RECORD EXCERPTS:
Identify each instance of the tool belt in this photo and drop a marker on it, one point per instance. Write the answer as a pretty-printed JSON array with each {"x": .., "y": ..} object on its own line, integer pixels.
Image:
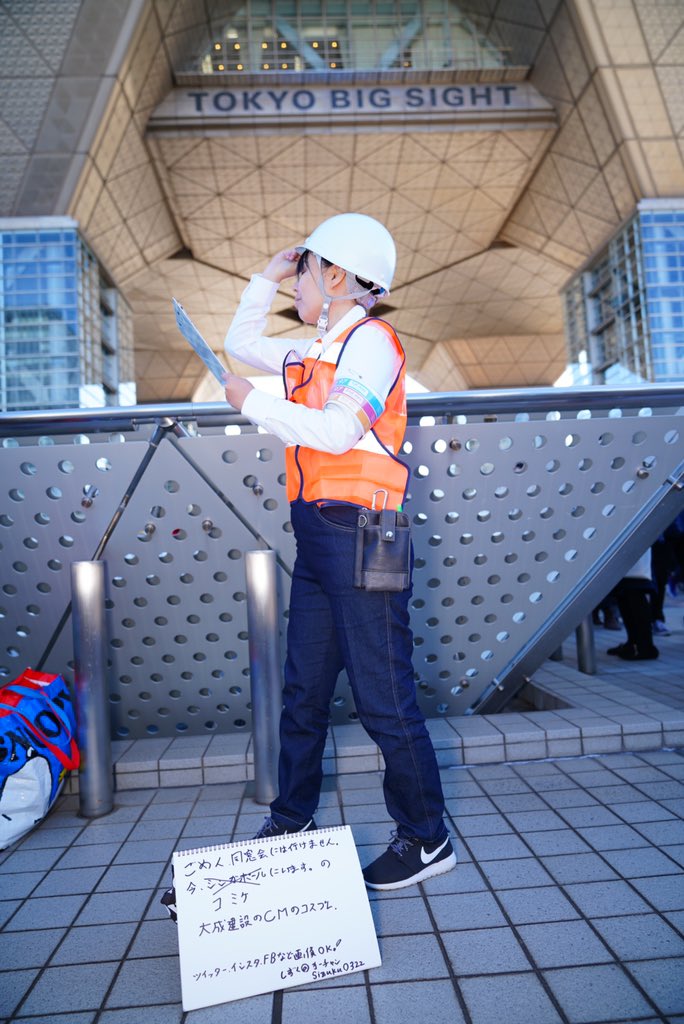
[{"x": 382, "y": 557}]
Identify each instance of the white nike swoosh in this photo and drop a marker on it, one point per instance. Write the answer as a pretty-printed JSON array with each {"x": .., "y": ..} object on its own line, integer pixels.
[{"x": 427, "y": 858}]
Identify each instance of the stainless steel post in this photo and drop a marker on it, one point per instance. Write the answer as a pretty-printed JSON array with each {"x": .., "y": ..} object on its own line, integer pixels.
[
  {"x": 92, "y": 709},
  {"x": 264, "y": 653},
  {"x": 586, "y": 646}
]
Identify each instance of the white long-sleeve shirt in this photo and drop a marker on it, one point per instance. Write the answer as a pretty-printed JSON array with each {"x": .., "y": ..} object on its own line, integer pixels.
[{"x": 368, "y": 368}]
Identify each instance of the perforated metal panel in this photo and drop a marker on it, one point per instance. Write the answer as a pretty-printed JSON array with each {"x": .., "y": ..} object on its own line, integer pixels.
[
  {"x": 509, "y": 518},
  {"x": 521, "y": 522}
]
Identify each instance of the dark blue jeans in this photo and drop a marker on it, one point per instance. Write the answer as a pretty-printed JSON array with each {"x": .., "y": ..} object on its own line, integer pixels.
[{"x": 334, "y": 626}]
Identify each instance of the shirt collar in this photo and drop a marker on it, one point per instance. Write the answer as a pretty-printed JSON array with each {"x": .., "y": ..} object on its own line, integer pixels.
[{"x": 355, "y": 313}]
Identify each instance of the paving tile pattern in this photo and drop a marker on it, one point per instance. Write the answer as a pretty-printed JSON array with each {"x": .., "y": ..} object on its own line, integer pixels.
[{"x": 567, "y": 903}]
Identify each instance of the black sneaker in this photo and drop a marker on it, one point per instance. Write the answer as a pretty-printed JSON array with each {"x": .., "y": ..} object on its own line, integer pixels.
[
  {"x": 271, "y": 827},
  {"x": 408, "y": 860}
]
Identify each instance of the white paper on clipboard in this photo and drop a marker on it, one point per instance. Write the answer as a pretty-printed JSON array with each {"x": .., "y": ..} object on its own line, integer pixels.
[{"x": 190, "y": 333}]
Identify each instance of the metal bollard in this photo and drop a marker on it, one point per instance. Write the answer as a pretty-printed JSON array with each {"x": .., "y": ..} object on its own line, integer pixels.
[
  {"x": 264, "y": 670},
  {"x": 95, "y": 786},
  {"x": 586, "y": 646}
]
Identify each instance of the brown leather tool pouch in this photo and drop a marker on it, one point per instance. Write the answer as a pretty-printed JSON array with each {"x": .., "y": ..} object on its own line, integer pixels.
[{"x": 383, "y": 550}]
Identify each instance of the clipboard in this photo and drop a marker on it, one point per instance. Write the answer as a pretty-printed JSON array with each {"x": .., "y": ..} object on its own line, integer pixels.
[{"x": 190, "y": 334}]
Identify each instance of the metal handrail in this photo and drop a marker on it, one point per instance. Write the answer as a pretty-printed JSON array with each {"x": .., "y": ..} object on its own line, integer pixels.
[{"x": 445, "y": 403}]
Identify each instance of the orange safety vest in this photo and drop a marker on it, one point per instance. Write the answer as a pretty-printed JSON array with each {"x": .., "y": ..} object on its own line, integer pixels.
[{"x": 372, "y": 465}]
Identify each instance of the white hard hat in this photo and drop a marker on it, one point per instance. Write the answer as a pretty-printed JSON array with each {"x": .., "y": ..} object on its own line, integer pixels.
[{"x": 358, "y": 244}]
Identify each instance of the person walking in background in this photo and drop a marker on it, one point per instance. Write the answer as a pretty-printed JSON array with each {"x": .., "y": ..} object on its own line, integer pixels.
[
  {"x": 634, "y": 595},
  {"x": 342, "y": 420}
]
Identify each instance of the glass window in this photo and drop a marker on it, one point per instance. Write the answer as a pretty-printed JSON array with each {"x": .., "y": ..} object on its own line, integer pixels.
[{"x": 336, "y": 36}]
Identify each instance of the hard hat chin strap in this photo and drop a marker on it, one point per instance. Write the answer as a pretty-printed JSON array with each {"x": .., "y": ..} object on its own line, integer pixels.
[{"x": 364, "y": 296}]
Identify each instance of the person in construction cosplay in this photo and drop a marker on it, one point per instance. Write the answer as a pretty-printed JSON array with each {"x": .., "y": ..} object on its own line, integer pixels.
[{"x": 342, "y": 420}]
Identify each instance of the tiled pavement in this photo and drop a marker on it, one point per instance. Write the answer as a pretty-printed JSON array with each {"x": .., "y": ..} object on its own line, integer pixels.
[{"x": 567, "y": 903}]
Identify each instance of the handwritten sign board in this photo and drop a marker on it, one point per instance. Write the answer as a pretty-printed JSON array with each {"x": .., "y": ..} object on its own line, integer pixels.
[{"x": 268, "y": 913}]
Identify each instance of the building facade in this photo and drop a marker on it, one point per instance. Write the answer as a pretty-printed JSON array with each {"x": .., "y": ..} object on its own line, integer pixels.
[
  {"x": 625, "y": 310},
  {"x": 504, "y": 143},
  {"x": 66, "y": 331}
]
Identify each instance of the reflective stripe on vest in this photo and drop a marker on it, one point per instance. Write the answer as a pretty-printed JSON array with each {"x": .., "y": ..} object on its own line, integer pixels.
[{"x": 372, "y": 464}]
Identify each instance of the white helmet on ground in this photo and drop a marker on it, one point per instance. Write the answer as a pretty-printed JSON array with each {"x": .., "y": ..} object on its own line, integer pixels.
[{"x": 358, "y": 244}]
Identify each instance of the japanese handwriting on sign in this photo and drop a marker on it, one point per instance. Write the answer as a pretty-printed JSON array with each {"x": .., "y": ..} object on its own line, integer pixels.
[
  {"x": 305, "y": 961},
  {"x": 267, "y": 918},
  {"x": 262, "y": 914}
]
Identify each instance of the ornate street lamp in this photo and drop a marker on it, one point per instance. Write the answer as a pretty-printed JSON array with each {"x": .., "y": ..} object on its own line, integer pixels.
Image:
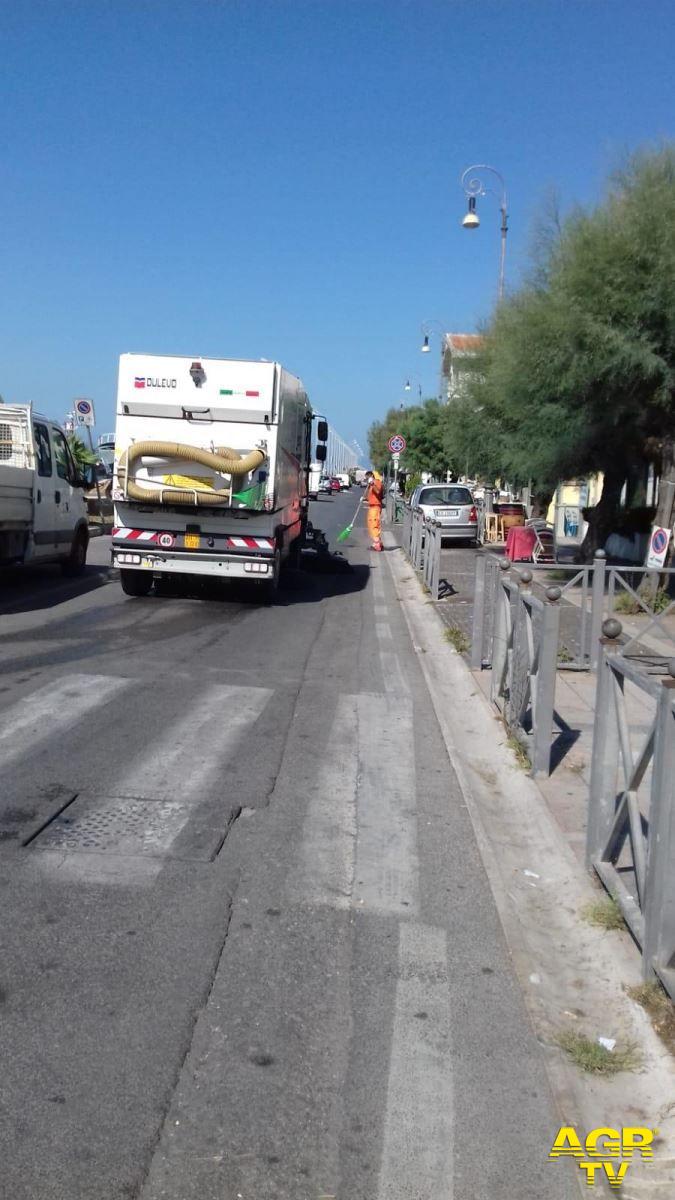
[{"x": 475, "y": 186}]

TASK DIRECTIONS: Copy every line of the records exactly as it is written, but not the pictures.

YOUR RESPONSE:
Identify each instance of the tool belt in this photo and drop a marker on it, one point per instance. Write the answer as a pretty-printed JSON array with each {"x": .., "y": ..} object on its own line, integer pixels.
Image:
[{"x": 382, "y": 557}]
Identify each instance of the white nike swoosh in this photo and drop a marker on it, one point per instance. Write the answer as a pretty-printed JSON array with each {"x": .., "y": ..} object on its own line, integer pixels.
[{"x": 427, "y": 858}]
Identify each instance of the stainless steel post in this photo and drop a marker on it, one point per instance. Write the answer as a pretty-printed JSON array with each {"x": .., "y": ..} object on its own line, integer pixels.
[
  {"x": 92, "y": 709},
  {"x": 264, "y": 653},
  {"x": 586, "y": 646}
]
Identify each instance of the white long-sleeve shirt in this photo and drop a marker on it, one point per instance. Write the answer as a pretty-printed JSON array with each {"x": .., "y": ..} object on its own line, integer pixels.
[{"x": 368, "y": 368}]
Identify each instance of the perforated metal panel in this photo and drop a marker on it, one point per instance. Write the answer as a pretty-printed JSON array with each {"x": .., "y": ..} object on its own line, integer pixels.
[
  {"x": 509, "y": 518},
  {"x": 521, "y": 522}
]
Identify each instance of the dark blue jeans in this photo and drop a marker on it, one point per instance. Write the answer as a pretty-printed JSON array with each {"x": .., "y": ..} object on its own line, integer pixels.
[{"x": 334, "y": 626}]
Identify each instance of the shirt collar in this photo and drop a marker on it, one point per instance. Write the answer as a pretty-printed JSON array with each {"x": .., "y": ..} object on its own line, integer pixels.
[{"x": 355, "y": 313}]
Identify each instance of the paving tile pattern in this photo and drop a marker on it, one point per instance. Write the answer as a pretty-printed JSON array with each {"x": .., "y": ..} object on its own line, integer pixels.
[{"x": 567, "y": 903}]
Identify each instance of the black sneaker in this photo and drop a marker on it, one point per instance. Write the answer as a pretty-printed JSON array with each {"x": .., "y": ..} object on its own line, integer pixels.
[
  {"x": 271, "y": 827},
  {"x": 408, "y": 860}
]
Identify each instance of the white paper on clipboard in this photo and drop a marker on it, one point per instance. Write the answer as a pretty-printed JSON array with each {"x": .., "y": ..} object on its own line, integer pixels.
[{"x": 190, "y": 333}]
Identify each instance of the metal bollard in this photo and drop a marker on it, one point per instance. Write the answer as a pretty-printed JSON array with each {"x": .., "y": ..} object on its own line, integer pixels.
[
  {"x": 264, "y": 670},
  {"x": 95, "y": 786},
  {"x": 586, "y": 646}
]
Identify each instance of the brown leather tool pouch in this photo and drop a marker on it, one point per instance. Write the answer as a pretty-printed JSON array with each {"x": .., "y": ..} object on its own line, integer pixels.
[{"x": 383, "y": 550}]
Identify each instance of the clipboard in this photo and drop a marker on it, one point per instance. Write the answer as a pretty-printed JSON array with each {"x": .., "y": ..} object on its own line, integer pixels.
[{"x": 190, "y": 334}]
Identify each instance of the metal handrail in this photo and drop a marker on it, one point per instance. Write the answer as a pretty-printed JSON array with each {"x": .., "y": ..} object on its own line, integer pixels.
[{"x": 445, "y": 403}]
Identify each instance of the orange safety vest in this photo and drop a marker on it, one point per instance. Write the answer as a pretty-printed JSON array with each {"x": .., "y": ..} object on its own line, integer pixels.
[{"x": 372, "y": 465}]
Identify each instance of the white hard hat in this photo and drop a marker on it, one point per instance. Write the answer as a pretty-printed JSON array with each {"x": .., "y": ..} object on its own line, integer pixels.
[{"x": 358, "y": 244}]
Identify each instance of the person walking in background in this photo and drop a marker on it, one point per instance. Write the answer as a pretty-printed JSON array with each {"x": .., "y": ..} object on its own line, integer pixels.
[
  {"x": 634, "y": 595},
  {"x": 342, "y": 420}
]
Identify each instance of the glass window in this photo and drop a marker on it, one point per instance. Write the answer as a pretty-printed JSON array with each {"x": .., "y": ..} object on its own line, integer pixels.
[{"x": 336, "y": 36}]
Identify each instance of the hard hat chin strap in this photo and drop a marker on it, one point per instance. Write the answer as a pretty-printed JSON array with each {"x": .., "y": ..} object on its own line, integer pixels.
[{"x": 364, "y": 296}]
Identify each instance of the person in construction cosplay in this photo and drop a marker on it, one point per instance. Write the answer as a pretty-printed JSON array with each {"x": .., "y": ..} object on its own line, integer pixels.
[{"x": 342, "y": 420}]
Identify each instance of the tiled pavement in this photo and drop a marker on it, one point per instance. Write the answer as a pretty-printed JSON array with each {"x": .., "y": ..} object on its own line, integer pixels.
[{"x": 567, "y": 903}]
Identify each instance of the handwritten sign board in this photo and drop a marker on it, one point per instance. Write the answer as a pretty-printed JSON array with each {"x": .., "y": ..} object on its own line, integer pixels.
[{"x": 268, "y": 913}]
Identify each instance of the building facade in this photo and drop a marker on it, one point per instance. Write the answer as a pretty-printed JSON array with each {"x": .., "y": ..} object on its own line, integer pixels.
[
  {"x": 625, "y": 310},
  {"x": 504, "y": 143},
  {"x": 66, "y": 331}
]
Identify each instance of the reflective stripe on vest in this photo and drop a marker on it, one point per instance. Write the answer as a pretty-printed JSON array with each {"x": .., "y": ..} object on its own line, integer pixels.
[{"x": 372, "y": 464}]
Identify each instance of the white helmet on ground in this photo and drop a marker on it, one point per instance. Write the answer as a pretty-printed JSON array with each {"x": .., "y": ..} object on its own line, integer pixels.
[{"x": 358, "y": 244}]
Identify each instance of the japanese handwriting on sign in this photo and drop a marker on it, one point per instance. Write the answer as a pretty-printed JSON array with each {"x": .., "y": ..} object on its own line, integer pixels.
[
  {"x": 305, "y": 961},
  {"x": 267, "y": 918},
  {"x": 262, "y": 914}
]
Identify each instance of the ornate street lamp in this photo and drop a marker on it, one point per instance. Write the answer as a pretty-printed JSON array with each {"x": .., "y": ..} object on its own line, integer pixels.
Image:
[{"x": 475, "y": 186}]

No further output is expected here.